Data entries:
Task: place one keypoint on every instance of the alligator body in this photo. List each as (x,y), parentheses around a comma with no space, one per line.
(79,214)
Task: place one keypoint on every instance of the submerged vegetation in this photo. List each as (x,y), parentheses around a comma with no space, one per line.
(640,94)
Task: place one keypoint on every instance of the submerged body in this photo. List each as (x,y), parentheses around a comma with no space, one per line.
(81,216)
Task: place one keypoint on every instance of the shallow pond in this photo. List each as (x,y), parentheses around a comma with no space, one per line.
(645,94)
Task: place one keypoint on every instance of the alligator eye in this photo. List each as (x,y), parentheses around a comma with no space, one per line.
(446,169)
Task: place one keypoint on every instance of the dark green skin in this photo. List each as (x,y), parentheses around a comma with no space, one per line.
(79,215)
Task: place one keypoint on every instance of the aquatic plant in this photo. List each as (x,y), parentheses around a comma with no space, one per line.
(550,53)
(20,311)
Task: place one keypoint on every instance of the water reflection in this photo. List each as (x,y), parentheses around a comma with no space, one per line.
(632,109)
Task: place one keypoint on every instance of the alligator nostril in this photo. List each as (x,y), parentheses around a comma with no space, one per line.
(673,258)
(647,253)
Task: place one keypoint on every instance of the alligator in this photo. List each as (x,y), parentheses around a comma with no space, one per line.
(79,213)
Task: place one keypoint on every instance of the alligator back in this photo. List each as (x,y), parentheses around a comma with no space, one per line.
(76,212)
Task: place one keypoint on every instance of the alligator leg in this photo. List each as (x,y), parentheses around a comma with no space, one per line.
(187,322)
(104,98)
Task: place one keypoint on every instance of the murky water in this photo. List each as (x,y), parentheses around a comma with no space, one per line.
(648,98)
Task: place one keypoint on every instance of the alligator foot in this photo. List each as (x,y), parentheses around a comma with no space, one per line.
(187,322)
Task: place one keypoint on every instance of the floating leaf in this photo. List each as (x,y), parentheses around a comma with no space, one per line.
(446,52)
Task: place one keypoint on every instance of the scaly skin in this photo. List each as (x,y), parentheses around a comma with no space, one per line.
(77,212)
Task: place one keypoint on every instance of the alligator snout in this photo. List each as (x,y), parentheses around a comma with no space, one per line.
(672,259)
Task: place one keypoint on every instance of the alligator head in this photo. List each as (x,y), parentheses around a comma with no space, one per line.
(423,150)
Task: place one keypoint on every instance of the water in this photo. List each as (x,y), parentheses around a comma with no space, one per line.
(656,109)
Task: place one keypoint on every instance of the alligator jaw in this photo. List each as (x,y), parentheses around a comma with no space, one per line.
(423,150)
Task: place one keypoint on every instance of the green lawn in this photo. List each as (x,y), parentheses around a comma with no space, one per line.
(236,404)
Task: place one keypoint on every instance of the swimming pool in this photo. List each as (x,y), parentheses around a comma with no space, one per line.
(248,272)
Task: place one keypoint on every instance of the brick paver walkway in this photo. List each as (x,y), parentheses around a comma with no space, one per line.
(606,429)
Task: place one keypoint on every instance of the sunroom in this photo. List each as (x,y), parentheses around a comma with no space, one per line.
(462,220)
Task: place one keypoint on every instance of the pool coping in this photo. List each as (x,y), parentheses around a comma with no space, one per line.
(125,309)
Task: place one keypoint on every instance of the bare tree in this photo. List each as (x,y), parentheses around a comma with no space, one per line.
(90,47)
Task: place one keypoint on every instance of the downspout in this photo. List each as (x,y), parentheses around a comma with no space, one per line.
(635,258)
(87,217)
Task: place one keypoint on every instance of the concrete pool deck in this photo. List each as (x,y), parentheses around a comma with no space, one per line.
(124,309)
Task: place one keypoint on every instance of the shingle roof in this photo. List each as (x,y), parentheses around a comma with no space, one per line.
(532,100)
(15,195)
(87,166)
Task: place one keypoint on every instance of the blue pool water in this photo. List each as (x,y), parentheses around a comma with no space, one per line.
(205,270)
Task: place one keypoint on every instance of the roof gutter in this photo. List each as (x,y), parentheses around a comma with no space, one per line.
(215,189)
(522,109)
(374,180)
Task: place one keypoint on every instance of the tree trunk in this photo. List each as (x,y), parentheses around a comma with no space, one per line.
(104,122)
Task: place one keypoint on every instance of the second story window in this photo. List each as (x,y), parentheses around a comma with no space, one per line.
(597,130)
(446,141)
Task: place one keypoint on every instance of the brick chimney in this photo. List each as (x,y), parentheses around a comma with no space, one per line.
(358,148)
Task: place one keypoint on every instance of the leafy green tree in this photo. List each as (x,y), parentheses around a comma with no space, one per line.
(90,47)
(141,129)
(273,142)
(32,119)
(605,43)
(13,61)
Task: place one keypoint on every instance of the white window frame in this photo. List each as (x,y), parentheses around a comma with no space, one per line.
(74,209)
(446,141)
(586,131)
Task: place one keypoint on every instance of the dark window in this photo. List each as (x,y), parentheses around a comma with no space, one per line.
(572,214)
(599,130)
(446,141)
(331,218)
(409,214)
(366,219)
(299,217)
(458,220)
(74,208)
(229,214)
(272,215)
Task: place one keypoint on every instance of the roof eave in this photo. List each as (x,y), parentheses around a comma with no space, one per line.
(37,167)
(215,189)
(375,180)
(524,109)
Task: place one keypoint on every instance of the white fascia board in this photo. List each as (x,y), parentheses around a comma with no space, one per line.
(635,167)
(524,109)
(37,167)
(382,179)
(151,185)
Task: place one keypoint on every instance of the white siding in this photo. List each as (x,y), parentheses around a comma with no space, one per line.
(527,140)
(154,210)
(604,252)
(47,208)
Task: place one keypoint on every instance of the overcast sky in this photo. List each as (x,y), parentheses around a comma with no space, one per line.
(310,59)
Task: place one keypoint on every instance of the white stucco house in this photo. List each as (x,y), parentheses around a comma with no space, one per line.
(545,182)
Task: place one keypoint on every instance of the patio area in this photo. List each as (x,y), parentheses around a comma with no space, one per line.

## The task
Please output only the lines from the one holding "Task: place one keypoint on every instance of the white stucco" to the end of the records, first and last included, exactly as they appear.

## Result
Task: place one keypoint on every instance of the white stucco house in this photo. List each as (x,y), parentheses around a comma with no space, one per line.
(545,182)
Task: place one keypoint on every instance of the patio area in this photo. List each as (x,y), parentheses around a comma with no space, one per line.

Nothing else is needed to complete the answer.